* Listed records:
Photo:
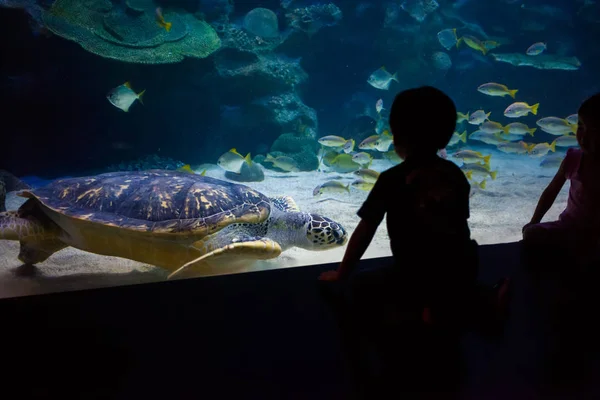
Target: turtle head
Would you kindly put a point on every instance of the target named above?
(323, 233)
(305, 230)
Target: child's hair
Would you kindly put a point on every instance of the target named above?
(589, 112)
(423, 119)
(590, 109)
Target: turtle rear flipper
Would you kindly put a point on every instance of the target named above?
(36, 251)
(248, 247)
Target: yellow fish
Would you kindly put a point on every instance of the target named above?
(471, 156)
(497, 89)
(161, 20)
(473, 43)
(362, 185)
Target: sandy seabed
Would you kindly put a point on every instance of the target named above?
(497, 215)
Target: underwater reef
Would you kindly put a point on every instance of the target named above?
(131, 34)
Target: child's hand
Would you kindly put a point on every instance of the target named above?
(330, 276)
(526, 226)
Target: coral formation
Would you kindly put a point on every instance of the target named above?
(419, 9)
(311, 19)
(289, 112)
(105, 30)
(153, 161)
(277, 73)
(262, 22)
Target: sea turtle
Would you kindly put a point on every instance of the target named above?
(170, 219)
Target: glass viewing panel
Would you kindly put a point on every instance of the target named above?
(288, 98)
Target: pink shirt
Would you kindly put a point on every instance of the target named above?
(582, 209)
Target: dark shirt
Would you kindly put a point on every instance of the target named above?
(426, 200)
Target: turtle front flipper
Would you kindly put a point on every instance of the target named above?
(38, 242)
(14, 227)
(243, 247)
(285, 203)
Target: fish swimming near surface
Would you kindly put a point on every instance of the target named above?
(362, 185)
(458, 137)
(520, 109)
(284, 163)
(123, 96)
(478, 117)
(513, 147)
(379, 106)
(573, 119)
(381, 79)
(556, 126)
(497, 89)
(519, 128)
(331, 187)
(535, 49)
(367, 175)
(160, 20)
(232, 161)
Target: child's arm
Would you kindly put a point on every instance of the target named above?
(358, 244)
(549, 195)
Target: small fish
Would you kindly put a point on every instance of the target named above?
(392, 156)
(123, 96)
(471, 156)
(536, 48)
(566, 141)
(513, 147)
(333, 141)
(379, 106)
(160, 20)
(488, 138)
(232, 161)
(458, 137)
(377, 142)
(478, 117)
(556, 126)
(331, 187)
(510, 137)
(541, 149)
(519, 128)
(477, 187)
(381, 79)
(520, 109)
(460, 117)
(362, 185)
(381, 126)
(492, 127)
(448, 38)
(367, 175)
(478, 169)
(473, 43)
(344, 163)
(186, 168)
(285, 163)
(491, 44)
(362, 158)
(552, 161)
(348, 147)
(496, 89)
(573, 119)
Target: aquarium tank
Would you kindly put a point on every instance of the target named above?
(145, 140)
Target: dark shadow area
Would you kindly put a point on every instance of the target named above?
(272, 335)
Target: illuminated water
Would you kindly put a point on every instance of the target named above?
(305, 79)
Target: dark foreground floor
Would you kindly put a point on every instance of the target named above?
(270, 335)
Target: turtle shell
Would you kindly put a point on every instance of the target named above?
(156, 201)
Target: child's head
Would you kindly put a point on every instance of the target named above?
(422, 120)
(588, 127)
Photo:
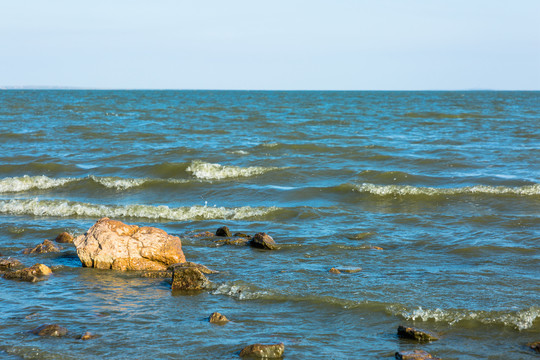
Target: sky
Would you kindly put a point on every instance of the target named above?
(271, 45)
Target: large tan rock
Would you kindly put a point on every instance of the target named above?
(111, 244)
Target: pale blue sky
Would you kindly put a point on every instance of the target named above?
(293, 44)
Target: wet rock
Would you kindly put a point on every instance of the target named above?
(111, 244)
(415, 334)
(157, 274)
(38, 272)
(415, 355)
(263, 241)
(223, 231)
(9, 264)
(232, 241)
(189, 264)
(64, 238)
(217, 318)
(46, 247)
(188, 278)
(87, 336)
(242, 235)
(535, 346)
(50, 330)
(261, 351)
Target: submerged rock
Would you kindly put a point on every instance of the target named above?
(188, 278)
(87, 336)
(111, 244)
(50, 330)
(38, 272)
(263, 241)
(9, 264)
(535, 346)
(217, 318)
(261, 351)
(46, 247)
(223, 231)
(65, 238)
(415, 334)
(415, 355)
(189, 264)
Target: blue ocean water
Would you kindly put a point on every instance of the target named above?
(435, 195)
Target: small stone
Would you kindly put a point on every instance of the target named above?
(217, 318)
(8, 264)
(189, 278)
(50, 330)
(261, 351)
(535, 346)
(243, 235)
(46, 247)
(415, 355)
(223, 231)
(35, 273)
(87, 336)
(65, 238)
(188, 264)
(263, 241)
(415, 334)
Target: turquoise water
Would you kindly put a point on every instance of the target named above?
(446, 183)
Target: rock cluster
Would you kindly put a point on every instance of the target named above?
(111, 244)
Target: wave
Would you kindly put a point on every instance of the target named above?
(42, 182)
(405, 190)
(521, 319)
(63, 208)
(210, 171)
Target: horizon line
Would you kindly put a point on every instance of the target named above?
(54, 87)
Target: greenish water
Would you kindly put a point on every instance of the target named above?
(447, 183)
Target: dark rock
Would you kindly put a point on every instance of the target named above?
(65, 238)
(415, 355)
(243, 235)
(217, 318)
(415, 334)
(232, 241)
(46, 247)
(157, 274)
(35, 273)
(188, 278)
(535, 346)
(87, 336)
(263, 241)
(9, 264)
(50, 330)
(223, 231)
(189, 264)
(261, 351)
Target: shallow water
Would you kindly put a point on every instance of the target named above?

* Your instructions:
Output the lines above in full and exactly as given, omitting any pictures.

* Response:
Photo:
Target: turtle head
Would you kindly put a point on every instance of the target named above?
(323, 233)
(305, 230)
Target: child's hair
Would you kindly put a point on every instance of the target named above?
(589, 112)
(423, 119)
(590, 109)
Target: turtle rear flipper
Would you kindly put a point on every instance of the target named above?
(36, 251)
(248, 247)
Target: yellow fish
Would you kindly put a point on every instance of the target named above?
(471, 156)
(497, 89)
(161, 20)
(473, 43)
(362, 185)
Target: sandy seabed
Would you kindly put a point on every instance of the target named above?
(497, 215)
Target: underwater reef
Would you kindly put a point on every instance of the target named above?
(131, 34)
Target: child's hand
Would you kindly put a point on every instance of the target named above?
(330, 276)
(526, 226)
Target: coral formation
Would you kindly put a point on every instance of the target named above?
(419, 9)
(311, 19)
(289, 112)
(105, 30)
(153, 161)
(277, 73)
(262, 22)
Target: sea turtle
Would you kindly put a point on every instance of the target named above?
(170, 219)
Target: glass viewing panel
Would you kindly put a point on every instance of the target named above?
(288, 98)
Target: pink shirt
Would you kindly put a point on every instance of the target named above?
(582, 209)
Target: dark shirt
Would you kindly put a point on every instance of the target named above?
(426, 200)
Target: turtle front flipper
Would you kindly put a point on every instance of the target named above?
(38, 242)
(14, 227)
(243, 247)
(285, 203)
Target: fish swimming near surface
Would you kindly put a point on every instance of the target named above?
(362, 185)
(458, 137)
(520, 109)
(284, 163)
(123, 96)
(478, 117)
(513, 147)
(379, 106)
(573, 119)
(381, 79)
(556, 126)
(497, 89)
(519, 128)
(331, 187)
(535, 49)
(367, 175)
(160, 20)
(232, 161)
Target: child's arm
Would you kindly put a point on every instance of the target named above?
(358, 244)
(549, 195)
Target: small fish
Would you kindly put a point on every instance of the target named above?
(392, 156)
(123, 96)
(471, 156)
(536, 48)
(566, 141)
(513, 147)
(333, 141)
(379, 106)
(160, 20)
(488, 138)
(232, 161)
(458, 137)
(377, 142)
(478, 117)
(556, 126)
(331, 187)
(510, 137)
(541, 149)
(519, 128)
(477, 187)
(381, 79)
(520, 109)
(460, 117)
(362, 185)
(381, 126)
(492, 127)
(448, 38)
(367, 175)
(478, 169)
(473, 43)
(344, 163)
(186, 168)
(285, 163)
(491, 44)
(362, 158)
(552, 161)
(348, 147)
(496, 89)
(573, 119)
Target: aquarium tank
Would you kindly put a point on every instance of the target named above?
(145, 140)
Target: dark shadow area
Would you kindly put a point on every instance of the target named above?
(272, 335)
Target: illuminated water
Would you kindly put a point on every instance of the target named above?
(305, 79)
Target: dark foreground floor
Would you kindly put a point on every instance of the target named above?
(270, 335)
Target: turtle shell
Would you kindly put a point on every instance of the target named above?
(156, 201)
Target: child's head
Would you kindly put a point on every instance of the target named above?
(422, 120)
(588, 127)
Photo:
Target: sky
Would you kindly put a point on every instance of the target named above?
(271, 45)
Target: large tan rock
Would you kindly put a point on every instance of the target named above?
(111, 244)
Target: pale blue sky
Would you kindly put a point on every instance of the target named above?
(293, 44)
Target: wet rock
Would you kindly put a point on every instance of the target named above?
(111, 244)
(415, 334)
(157, 274)
(38, 272)
(415, 355)
(263, 241)
(223, 231)
(9, 264)
(232, 241)
(189, 264)
(64, 238)
(217, 318)
(46, 247)
(188, 278)
(87, 336)
(242, 235)
(535, 346)
(50, 330)
(261, 351)
Target: submerged rock
Would you kindly put a point on every instance of the target named above?
(188, 278)
(87, 336)
(111, 244)
(50, 330)
(38, 272)
(263, 241)
(9, 264)
(535, 346)
(217, 318)
(261, 351)
(46, 247)
(223, 231)
(65, 238)
(415, 334)
(415, 355)
(189, 264)
Target: blue ocean water
Would you kindly put a point on every instance of the target named above?
(435, 195)
Target: small stone
Would you kindly put a point on every instance of the target named above?
(217, 318)
(8, 264)
(189, 278)
(50, 330)
(261, 351)
(535, 346)
(243, 235)
(46, 247)
(415, 355)
(223, 231)
(35, 273)
(87, 336)
(65, 238)
(188, 264)
(263, 241)
(415, 334)
Target: turquoise water
Would you kindly put a point on every instance of the target named above?
(446, 183)
Target: rock cluster
Would you kindly put a point on every instance of the target named above?
(111, 244)
Target: wave
Would you kindly put a point on every instance of the target named above?
(42, 182)
(405, 190)
(521, 319)
(63, 208)
(210, 171)
Target: horizon line
Would you kindly put a point on every instance of the target named above?
(54, 87)
Target: greenish water
Would you kindly put a point on every instance of the target named above?
(447, 183)
Target: dark rock
Would you kindly put a point on every instance of the target named above?
(65, 238)
(415, 355)
(243, 235)
(217, 318)
(415, 334)
(232, 241)
(46, 247)
(157, 274)
(35, 273)
(188, 278)
(535, 346)
(87, 336)
(263, 241)
(9, 264)
(50, 330)
(223, 231)
(189, 264)
(261, 351)
Target: shallow water
Would you kindly put a point on every instance of the target named above?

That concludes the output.